Instructions for the task: Look through the data for the string "tree". Copy every line where it is found.

● ● ● ● ● ● ●

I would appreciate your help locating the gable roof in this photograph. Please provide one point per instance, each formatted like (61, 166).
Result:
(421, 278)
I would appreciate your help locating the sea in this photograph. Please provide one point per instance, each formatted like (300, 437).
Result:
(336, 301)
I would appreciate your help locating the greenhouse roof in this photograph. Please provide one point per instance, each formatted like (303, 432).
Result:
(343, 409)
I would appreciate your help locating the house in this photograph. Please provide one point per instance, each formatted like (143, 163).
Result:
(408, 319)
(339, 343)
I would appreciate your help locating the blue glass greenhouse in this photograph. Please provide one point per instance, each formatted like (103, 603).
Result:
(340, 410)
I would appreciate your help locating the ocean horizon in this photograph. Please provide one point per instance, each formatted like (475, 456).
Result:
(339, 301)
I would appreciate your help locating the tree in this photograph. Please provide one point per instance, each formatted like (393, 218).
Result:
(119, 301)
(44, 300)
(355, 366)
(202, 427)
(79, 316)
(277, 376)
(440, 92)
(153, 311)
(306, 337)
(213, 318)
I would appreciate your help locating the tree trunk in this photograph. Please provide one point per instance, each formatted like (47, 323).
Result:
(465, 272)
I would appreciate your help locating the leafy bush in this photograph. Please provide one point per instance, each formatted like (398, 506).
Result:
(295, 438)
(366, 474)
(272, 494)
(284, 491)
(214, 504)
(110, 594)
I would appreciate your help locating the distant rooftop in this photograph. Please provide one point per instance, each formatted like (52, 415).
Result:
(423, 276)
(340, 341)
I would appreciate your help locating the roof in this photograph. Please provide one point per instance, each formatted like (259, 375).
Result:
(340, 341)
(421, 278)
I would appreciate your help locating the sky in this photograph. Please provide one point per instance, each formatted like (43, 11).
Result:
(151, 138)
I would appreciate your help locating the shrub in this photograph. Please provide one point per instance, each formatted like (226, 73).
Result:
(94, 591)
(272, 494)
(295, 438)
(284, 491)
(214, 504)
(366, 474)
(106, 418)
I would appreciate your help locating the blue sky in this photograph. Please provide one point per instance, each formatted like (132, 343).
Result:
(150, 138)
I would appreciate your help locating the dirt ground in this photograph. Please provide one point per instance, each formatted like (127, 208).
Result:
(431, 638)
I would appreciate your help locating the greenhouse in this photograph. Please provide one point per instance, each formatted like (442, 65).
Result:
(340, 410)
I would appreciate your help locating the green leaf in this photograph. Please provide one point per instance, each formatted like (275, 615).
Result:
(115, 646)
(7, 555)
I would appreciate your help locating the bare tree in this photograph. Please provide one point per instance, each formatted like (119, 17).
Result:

● ● ● ● ● ● ●

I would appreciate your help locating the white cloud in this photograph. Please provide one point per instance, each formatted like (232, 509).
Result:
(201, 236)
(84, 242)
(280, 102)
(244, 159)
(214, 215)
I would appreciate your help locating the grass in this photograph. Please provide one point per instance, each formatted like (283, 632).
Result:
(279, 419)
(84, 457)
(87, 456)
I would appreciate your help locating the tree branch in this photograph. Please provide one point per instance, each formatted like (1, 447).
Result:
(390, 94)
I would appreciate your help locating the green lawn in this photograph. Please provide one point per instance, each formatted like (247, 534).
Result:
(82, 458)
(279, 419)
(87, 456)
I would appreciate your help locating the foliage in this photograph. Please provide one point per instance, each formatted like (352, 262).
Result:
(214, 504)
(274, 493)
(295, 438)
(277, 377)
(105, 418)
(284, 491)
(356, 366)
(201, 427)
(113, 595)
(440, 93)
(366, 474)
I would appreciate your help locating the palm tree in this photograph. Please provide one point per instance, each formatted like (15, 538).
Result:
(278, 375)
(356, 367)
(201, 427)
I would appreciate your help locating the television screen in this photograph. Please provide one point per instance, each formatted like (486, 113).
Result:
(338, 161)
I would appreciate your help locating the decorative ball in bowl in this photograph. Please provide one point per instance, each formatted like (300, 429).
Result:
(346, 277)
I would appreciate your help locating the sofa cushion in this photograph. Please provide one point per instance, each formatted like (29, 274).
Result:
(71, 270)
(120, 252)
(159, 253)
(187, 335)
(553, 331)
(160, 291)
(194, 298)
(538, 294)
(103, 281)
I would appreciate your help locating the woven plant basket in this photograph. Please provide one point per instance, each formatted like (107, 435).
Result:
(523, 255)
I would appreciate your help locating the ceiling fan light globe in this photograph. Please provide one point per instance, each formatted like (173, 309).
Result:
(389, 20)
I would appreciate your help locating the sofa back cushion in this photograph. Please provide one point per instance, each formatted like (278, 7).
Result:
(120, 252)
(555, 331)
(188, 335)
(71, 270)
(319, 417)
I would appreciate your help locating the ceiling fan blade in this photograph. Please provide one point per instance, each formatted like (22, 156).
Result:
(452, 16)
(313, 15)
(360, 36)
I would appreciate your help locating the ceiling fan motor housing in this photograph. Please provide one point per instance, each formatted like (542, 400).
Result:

● ● ● ● ● ● ●

Exercise response:
I would appreciate your help locating the tree in this photograph. Please provide one point per instance, each formatted like (393, 218).
I would appreciate your help locating the tree trunk in this photograph. Please provide one point per instance, each formatted like (47, 323).
I would appreciate your help locating the bare tree in this photograph. Please provide one point per instance, each formatted like (119, 17).
I would appreciate your help locating the tree branch in this photograph. Please provide one point per instance, each formatted like (1, 447).
I would appreciate your help locating the palm tree in this photograph. Please provide one point per instance, each formatted like (15, 538).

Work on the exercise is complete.